**Request**.
Identify every row below that contains the word "guardrail" and copy each of those rows. Letter case matters.

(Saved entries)
---*---
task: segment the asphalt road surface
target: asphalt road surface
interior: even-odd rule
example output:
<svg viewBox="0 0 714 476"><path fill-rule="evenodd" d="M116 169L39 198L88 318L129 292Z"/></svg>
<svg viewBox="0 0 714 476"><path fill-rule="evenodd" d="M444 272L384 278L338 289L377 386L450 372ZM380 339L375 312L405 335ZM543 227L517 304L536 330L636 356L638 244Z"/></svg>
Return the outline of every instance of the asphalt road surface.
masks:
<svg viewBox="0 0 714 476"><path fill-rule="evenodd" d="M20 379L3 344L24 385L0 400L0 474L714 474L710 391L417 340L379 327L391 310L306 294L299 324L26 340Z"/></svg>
---*---
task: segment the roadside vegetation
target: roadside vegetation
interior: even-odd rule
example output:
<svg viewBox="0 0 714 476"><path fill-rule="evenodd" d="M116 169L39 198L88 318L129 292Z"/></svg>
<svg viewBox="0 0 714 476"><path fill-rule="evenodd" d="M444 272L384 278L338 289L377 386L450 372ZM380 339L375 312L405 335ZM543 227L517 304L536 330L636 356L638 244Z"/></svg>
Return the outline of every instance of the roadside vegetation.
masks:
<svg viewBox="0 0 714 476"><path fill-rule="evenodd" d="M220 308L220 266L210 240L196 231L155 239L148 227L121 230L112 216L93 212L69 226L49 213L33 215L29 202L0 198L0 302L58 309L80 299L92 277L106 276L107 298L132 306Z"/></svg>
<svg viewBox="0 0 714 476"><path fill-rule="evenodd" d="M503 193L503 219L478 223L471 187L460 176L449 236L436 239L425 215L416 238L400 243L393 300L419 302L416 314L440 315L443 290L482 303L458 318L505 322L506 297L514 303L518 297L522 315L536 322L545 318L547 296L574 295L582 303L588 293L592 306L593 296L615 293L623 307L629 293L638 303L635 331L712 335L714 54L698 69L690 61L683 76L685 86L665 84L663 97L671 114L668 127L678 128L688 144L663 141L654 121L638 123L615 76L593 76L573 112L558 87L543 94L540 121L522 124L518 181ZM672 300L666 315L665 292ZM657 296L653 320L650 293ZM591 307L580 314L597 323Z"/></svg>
---*---
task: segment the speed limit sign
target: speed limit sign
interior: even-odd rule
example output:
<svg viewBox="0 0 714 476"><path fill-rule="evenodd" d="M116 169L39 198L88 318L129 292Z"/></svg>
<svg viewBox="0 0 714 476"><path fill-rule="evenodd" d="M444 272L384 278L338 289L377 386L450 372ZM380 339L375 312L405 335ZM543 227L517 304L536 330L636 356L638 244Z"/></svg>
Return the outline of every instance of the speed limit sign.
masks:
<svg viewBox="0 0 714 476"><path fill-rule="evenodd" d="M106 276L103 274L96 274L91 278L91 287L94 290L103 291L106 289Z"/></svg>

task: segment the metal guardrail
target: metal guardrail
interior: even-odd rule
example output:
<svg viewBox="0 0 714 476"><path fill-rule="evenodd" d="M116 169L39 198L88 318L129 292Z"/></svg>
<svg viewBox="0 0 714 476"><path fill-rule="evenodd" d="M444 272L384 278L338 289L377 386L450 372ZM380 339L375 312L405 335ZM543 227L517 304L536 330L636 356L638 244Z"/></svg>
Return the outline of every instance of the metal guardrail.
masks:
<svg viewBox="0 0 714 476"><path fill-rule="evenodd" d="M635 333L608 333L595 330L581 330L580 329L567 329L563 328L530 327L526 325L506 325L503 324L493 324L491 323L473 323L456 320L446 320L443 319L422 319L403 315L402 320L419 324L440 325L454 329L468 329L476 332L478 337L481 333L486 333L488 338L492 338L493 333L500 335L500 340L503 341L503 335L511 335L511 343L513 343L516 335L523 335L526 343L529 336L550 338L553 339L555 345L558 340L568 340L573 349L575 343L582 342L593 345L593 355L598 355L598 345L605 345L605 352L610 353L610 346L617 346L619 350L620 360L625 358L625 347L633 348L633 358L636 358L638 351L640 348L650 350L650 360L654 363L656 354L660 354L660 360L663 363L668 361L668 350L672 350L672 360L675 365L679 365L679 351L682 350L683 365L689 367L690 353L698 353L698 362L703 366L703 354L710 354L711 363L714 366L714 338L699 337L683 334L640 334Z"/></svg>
---*---
**Right answer**.
task: segment the metal guardrail
target: metal guardrail
Return the outline of every instance of the metal guardrail.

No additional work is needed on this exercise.